◆ What the exercise asks
When a line in the entries below contains the word "hole", copy that line.

◆ Provided entries

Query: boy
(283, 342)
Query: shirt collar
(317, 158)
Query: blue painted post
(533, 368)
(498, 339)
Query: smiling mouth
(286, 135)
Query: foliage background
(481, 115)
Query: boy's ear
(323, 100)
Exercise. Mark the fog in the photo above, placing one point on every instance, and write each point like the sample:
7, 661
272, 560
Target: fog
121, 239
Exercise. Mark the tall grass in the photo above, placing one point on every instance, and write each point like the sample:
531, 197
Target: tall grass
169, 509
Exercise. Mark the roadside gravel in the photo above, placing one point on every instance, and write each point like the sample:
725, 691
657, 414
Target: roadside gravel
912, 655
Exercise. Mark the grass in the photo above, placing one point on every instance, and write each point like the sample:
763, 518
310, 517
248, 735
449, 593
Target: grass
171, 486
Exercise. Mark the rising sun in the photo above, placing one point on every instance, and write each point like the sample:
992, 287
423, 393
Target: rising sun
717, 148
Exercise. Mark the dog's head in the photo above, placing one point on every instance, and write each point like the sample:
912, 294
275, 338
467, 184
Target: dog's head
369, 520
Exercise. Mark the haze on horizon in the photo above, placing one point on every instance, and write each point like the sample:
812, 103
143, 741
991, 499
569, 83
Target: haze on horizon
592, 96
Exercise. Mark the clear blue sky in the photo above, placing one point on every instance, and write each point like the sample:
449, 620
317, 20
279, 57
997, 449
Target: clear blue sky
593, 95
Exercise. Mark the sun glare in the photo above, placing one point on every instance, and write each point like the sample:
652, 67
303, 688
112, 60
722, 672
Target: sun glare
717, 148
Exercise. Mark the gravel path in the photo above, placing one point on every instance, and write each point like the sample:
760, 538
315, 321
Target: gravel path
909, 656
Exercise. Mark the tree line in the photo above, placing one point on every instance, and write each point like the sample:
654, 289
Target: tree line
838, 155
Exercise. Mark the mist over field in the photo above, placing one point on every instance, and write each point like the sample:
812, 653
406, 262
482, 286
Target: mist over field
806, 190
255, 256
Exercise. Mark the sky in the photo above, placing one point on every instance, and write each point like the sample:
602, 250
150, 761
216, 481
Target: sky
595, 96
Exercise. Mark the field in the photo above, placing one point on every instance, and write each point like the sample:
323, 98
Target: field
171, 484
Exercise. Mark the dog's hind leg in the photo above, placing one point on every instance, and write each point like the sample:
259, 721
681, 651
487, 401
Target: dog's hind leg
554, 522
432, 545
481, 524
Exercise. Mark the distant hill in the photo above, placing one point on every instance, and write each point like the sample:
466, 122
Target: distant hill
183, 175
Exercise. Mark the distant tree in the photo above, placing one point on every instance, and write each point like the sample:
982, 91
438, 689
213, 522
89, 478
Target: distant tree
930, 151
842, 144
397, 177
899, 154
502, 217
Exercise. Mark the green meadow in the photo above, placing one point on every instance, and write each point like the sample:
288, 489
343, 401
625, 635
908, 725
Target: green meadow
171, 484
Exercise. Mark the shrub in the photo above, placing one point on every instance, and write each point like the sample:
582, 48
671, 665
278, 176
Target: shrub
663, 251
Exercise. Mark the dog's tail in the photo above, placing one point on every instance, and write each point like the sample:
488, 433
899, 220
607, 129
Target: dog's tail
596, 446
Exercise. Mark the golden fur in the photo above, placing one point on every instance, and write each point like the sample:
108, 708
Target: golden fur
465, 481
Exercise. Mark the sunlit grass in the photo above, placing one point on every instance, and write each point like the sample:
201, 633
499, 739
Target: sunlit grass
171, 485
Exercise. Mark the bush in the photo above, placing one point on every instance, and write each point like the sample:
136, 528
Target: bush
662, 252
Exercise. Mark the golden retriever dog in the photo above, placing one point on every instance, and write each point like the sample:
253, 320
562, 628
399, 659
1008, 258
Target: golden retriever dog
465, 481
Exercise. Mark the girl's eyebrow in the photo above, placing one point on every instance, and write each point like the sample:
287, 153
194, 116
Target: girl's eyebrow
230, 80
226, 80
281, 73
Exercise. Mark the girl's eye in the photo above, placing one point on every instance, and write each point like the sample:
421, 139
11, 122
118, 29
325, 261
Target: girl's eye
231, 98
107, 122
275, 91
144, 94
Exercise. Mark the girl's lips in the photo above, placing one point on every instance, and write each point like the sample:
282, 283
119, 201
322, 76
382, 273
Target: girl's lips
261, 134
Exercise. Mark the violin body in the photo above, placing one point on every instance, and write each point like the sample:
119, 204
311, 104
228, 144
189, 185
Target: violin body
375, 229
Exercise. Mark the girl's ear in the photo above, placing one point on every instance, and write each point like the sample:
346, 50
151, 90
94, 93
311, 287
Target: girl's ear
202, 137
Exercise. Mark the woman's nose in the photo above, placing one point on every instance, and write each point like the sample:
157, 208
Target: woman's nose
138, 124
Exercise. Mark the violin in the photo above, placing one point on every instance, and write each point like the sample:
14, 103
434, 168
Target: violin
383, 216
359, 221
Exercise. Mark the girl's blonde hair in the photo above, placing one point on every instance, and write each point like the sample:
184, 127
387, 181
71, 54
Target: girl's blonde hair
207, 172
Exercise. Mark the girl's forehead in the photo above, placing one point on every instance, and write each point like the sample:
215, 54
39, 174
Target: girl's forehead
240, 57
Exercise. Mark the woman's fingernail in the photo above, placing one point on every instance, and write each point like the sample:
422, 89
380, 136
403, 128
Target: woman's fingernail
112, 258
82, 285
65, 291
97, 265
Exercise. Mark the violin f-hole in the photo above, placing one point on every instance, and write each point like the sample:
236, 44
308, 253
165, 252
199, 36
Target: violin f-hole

◆ Exercise output
Exercise. Mark the violin f-hole in the photo above, placing one point on every instance, and write each point like the sample:
Target: violin f-hole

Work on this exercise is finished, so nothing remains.